── INPUT FOR THIS TASK
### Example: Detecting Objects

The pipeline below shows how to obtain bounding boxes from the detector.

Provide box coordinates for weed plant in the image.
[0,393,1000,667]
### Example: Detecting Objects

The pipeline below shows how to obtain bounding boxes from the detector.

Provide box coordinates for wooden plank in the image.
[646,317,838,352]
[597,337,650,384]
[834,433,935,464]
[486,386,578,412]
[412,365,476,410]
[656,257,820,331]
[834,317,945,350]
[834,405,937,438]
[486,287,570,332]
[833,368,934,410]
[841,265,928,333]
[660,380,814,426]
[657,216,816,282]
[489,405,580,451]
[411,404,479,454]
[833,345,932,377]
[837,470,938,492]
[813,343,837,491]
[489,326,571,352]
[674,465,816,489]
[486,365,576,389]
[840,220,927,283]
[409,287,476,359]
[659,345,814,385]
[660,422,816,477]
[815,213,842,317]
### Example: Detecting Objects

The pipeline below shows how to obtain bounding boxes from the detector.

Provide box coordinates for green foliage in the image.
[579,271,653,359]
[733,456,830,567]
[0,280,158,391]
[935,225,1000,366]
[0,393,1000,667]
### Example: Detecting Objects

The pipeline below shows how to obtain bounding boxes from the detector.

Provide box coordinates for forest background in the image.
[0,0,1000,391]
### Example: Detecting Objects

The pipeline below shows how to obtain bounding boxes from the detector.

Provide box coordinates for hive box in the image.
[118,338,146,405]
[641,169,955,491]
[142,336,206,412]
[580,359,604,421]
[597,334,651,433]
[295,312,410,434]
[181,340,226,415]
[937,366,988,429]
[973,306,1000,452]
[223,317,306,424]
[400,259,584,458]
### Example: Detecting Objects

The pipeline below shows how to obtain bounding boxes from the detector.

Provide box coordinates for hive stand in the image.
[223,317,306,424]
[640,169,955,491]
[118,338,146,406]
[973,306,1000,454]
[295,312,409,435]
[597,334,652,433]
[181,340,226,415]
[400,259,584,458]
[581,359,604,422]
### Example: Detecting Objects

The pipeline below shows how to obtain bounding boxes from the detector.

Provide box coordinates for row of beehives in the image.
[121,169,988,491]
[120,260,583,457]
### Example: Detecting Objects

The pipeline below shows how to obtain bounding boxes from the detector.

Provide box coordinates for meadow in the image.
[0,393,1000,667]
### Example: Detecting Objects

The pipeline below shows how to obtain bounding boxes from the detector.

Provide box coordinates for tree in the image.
────
- YOUR OBJECTIVE -
Copy the records above word for word, keeping every line as it appears.

- RESPONSE TO THE EXERCISE -
### Example: Detecting Objects

The pipeline below shows how to obtain bounding boxes from the detector.

Provide box coordinates for weed plant in the image.
[0,393,1000,667]
### Example: Detecting Objects

The pipeline below shows how to obtain bounding boxes from the detector.

Provide box coordinates for wooden plank in the image.
[646,317,838,352]
[597,337,650,384]
[834,433,935,464]
[486,386,578,412]
[412,365,476,410]
[656,257,820,331]
[834,317,945,350]
[834,405,937,438]
[486,287,570,332]
[833,368,934,410]
[841,265,928,333]
[660,380,814,426]
[657,216,816,282]
[489,405,580,451]
[411,404,479,454]
[833,345,932,377]
[837,470,938,492]
[813,343,837,491]
[489,326,571,352]
[674,465,816,489]
[486,365,576,389]
[840,220,927,283]
[409,287,476,359]
[659,345,814,385]
[660,422,816,477]
[815,213,842,317]
### Example: Detecting Objects

The pipeline below shows how to obtain bounding boxes from the detector.

Provide box coordinates for green foliage in the image.
[579,271,653,359]
[733,456,830,567]
[0,280,158,391]
[935,225,1000,366]
[0,393,1000,667]
### Example: Detecting Objects

The pipeline below shows how to obtain bounding boxes from the detector.

Provide box coordinates for forest background in the image.
[0,0,1000,391]
### Example: Detecting Objects

The pipeline below shows how to obtain bounding boxes from the detector.

Provide box coordinates for hive box in the image.
[118,338,146,405]
[641,169,955,491]
[142,336,206,412]
[580,359,604,421]
[597,334,651,433]
[295,312,410,434]
[181,340,226,415]
[937,366,988,429]
[973,306,1000,452]
[223,317,306,424]
[400,259,584,458]
### Example: Detecting Objects

The pipeline below shows how to obtain bounding boxes from the detector.

Provide box coordinates for hive stand in the image.
[223,317,306,424]
[640,169,955,491]
[118,338,146,406]
[973,306,1000,454]
[295,312,409,435]
[597,334,652,433]
[181,340,226,415]
[400,259,584,458]
[581,359,604,422]
### Example: Detecting Objects

The pipeline below shows how to obtain bounding boxes from the detector.

Provide box coordinates for row of beehives in the image.
[121,169,988,491]
[120,260,583,457]
### Example: Detecting Objects

The pipeline below shows how to obtain bounding boxes from the detector.

Provide box coordinates for meadow in the image.
[0,393,1000,667]
### Example: Detecting Objects

The pipeline below shows how to obtain bounding boxes from the detector.

Provide box coordinates for tree in the image.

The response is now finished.